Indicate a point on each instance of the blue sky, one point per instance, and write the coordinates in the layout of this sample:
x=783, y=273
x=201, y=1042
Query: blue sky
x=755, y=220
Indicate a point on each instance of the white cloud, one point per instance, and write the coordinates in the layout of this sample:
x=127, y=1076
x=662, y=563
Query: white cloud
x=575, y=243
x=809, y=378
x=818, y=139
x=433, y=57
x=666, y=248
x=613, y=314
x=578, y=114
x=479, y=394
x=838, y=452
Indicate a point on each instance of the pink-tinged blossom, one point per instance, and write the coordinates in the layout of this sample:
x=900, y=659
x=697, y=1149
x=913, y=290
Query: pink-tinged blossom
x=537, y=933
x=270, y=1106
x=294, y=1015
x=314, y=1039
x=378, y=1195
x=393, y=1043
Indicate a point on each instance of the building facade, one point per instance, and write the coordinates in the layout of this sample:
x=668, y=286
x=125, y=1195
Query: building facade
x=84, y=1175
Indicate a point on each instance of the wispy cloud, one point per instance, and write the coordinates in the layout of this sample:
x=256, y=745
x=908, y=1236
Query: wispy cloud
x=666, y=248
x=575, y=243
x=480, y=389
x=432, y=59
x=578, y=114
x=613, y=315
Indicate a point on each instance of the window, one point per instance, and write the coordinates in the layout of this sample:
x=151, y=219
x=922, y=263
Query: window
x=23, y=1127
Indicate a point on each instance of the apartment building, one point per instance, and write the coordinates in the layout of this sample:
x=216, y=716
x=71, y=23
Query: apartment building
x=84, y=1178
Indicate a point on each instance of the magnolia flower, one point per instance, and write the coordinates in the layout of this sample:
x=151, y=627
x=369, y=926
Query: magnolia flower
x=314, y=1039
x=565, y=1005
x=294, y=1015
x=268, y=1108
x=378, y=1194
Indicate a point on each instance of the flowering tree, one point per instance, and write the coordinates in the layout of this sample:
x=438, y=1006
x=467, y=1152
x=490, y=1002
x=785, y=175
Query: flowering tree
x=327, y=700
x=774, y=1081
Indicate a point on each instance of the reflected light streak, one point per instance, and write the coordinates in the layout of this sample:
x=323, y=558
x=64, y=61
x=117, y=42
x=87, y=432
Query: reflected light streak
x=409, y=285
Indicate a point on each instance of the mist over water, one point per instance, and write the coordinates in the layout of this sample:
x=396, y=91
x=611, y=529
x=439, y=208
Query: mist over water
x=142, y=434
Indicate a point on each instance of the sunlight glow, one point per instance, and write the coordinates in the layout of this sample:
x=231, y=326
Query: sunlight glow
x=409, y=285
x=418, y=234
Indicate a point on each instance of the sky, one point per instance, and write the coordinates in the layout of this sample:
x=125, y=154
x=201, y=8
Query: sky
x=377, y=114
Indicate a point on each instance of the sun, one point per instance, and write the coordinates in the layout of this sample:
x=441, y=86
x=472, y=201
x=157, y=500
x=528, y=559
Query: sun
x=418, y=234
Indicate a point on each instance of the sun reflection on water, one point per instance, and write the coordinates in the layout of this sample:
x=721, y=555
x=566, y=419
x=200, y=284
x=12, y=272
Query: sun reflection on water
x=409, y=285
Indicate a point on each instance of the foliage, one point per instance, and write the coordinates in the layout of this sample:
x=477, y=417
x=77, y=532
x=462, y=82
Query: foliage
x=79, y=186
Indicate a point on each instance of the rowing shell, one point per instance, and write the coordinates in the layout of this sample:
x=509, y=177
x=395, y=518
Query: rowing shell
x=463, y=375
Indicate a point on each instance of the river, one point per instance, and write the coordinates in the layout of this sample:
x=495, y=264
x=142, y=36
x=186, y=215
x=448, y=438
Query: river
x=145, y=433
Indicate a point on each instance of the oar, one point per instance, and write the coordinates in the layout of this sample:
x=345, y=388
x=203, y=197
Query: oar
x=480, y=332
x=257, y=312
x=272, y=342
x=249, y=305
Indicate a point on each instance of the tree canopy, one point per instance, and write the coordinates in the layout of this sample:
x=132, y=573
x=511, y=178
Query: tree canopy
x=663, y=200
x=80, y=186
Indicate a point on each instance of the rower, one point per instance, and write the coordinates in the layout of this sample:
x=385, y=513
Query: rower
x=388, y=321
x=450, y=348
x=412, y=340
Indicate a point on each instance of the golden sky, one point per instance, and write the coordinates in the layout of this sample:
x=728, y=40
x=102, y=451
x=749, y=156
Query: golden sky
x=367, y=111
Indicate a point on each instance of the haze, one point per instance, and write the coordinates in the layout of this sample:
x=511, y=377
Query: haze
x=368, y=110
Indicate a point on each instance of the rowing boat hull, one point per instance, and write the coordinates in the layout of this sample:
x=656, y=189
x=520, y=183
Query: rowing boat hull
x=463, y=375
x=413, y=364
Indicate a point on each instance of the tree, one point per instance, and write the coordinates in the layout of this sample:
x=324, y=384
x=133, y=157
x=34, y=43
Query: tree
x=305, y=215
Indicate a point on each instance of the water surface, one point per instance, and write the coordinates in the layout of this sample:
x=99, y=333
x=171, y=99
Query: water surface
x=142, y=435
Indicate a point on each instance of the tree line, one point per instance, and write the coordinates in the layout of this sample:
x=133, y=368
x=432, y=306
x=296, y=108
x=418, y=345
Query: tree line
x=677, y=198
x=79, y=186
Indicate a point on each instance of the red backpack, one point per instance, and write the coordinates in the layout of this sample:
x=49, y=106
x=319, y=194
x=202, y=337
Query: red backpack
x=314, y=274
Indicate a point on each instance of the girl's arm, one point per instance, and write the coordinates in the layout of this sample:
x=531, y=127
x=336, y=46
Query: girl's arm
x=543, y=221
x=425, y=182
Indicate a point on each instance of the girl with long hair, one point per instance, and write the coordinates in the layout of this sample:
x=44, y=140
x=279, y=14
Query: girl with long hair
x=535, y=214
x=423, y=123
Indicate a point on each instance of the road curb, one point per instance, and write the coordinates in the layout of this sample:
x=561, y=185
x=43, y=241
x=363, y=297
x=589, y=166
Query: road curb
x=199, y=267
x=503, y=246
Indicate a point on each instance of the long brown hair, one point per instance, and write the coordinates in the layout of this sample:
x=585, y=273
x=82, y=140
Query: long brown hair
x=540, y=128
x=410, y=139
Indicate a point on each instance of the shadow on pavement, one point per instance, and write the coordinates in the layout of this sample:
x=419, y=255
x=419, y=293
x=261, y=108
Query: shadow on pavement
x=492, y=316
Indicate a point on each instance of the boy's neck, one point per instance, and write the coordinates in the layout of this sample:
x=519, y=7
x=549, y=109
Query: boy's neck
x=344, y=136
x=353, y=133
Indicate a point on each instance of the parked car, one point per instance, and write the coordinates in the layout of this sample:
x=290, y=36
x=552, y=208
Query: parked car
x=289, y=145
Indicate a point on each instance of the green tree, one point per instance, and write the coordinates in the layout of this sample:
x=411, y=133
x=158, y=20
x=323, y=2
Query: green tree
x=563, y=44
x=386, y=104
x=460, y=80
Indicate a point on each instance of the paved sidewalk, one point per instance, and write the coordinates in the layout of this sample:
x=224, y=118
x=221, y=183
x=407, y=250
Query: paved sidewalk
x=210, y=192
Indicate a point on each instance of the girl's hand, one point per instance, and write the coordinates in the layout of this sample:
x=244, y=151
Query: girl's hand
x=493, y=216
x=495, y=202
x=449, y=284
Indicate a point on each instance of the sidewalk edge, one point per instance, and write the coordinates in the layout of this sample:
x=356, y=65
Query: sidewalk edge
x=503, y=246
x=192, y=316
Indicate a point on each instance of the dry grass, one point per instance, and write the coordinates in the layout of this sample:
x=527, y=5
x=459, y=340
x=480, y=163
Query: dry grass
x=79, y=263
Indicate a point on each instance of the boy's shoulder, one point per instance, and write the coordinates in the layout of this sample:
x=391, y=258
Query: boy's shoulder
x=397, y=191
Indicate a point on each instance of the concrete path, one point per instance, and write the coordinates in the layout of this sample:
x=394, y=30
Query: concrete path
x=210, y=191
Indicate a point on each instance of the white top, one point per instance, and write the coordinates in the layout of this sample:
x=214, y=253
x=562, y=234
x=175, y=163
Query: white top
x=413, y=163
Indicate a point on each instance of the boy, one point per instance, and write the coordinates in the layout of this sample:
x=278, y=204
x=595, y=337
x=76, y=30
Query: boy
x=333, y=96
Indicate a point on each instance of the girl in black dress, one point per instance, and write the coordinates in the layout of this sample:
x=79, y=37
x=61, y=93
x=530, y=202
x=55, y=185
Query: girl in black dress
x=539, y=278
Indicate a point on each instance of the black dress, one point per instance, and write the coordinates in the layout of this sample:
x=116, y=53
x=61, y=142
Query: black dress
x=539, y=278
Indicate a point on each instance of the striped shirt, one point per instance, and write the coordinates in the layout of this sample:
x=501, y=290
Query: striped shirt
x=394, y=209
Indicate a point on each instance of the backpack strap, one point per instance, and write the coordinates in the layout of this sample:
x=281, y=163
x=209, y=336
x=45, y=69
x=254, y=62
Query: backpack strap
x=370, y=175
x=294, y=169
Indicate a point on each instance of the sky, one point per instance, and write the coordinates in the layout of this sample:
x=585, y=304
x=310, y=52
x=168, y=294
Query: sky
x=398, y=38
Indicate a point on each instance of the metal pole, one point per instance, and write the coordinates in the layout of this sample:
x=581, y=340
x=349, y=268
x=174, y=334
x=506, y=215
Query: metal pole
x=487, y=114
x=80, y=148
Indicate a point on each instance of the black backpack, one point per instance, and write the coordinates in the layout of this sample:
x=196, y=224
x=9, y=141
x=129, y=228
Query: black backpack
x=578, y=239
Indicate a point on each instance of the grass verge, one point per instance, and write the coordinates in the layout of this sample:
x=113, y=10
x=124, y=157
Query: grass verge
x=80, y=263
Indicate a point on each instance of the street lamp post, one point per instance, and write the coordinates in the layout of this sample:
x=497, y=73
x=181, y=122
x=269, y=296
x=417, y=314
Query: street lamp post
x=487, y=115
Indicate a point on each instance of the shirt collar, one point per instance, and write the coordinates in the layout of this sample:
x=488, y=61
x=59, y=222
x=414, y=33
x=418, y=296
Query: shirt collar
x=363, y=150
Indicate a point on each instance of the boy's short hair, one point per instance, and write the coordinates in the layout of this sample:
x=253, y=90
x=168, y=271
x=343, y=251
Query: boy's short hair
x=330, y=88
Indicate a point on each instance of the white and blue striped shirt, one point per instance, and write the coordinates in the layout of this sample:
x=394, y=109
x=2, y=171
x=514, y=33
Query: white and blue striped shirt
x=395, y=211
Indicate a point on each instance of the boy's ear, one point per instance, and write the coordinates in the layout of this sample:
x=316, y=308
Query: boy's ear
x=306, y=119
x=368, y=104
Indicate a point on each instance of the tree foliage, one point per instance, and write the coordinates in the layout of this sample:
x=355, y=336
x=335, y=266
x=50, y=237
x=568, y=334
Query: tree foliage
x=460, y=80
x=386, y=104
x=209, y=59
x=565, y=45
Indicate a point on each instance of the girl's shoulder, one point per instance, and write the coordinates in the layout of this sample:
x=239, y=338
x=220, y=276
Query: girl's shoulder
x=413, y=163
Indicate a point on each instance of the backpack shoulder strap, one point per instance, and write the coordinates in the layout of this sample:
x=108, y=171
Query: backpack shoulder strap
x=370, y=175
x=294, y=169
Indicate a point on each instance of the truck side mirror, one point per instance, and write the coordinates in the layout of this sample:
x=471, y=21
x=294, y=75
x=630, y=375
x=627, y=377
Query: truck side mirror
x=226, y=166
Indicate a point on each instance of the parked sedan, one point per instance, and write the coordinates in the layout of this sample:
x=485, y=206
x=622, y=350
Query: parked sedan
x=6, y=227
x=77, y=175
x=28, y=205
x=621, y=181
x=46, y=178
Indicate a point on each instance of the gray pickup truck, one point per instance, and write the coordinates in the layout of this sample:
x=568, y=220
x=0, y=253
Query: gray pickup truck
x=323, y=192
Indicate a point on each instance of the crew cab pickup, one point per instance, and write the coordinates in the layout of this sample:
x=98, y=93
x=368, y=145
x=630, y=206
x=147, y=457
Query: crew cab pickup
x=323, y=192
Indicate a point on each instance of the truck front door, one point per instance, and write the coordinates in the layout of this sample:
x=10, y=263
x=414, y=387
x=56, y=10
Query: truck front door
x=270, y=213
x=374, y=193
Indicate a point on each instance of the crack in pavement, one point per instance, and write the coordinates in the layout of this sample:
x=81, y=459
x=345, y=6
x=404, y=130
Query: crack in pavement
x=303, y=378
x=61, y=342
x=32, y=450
------------------------------------------------------------
*Action item:*
Starting at the line that has "Indicate a point on each instance of the boy's ear, one" in the records above, restate word for word every line until the one that has "x=627, y=377", and include that one as well.

*Solution to the problem:*
Indicate a point on each instance of the boy's ear, one point per instance, and write the coordinates in the layout of this sample:
x=316, y=308
Query: boy's ear
x=306, y=119
x=368, y=104
Indicate a point on each instance of the tree foliage, one point per instance, and write the coordinates in the layout of this sample:
x=355, y=336
x=335, y=266
x=50, y=237
x=568, y=334
Query: tree foliage
x=460, y=80
x=386, y=104
x=209, y=59
x=565, y=45
Indicate a point on each instance of the girl's shoulder, one point per instance, and write the coordinates in the layout of this sample:
x=239, y=338
x=220, y=276
Query: girl's shoulder
x=413, y=163
Indicate a point on each instance of the backpack shoulder strap, one point per instance, and write the coordinates in the layout of this sample:
x=108, y=171
Query: backpack shoulder strap
x=370, y=175
x=294, y=169
Indicate a point on each instance of the truck side mirror, one point per instance, and write the coordinates in the layout of this sample:
x=471, y=21
x=294, y=75
x=630, y=375
x=627, y=377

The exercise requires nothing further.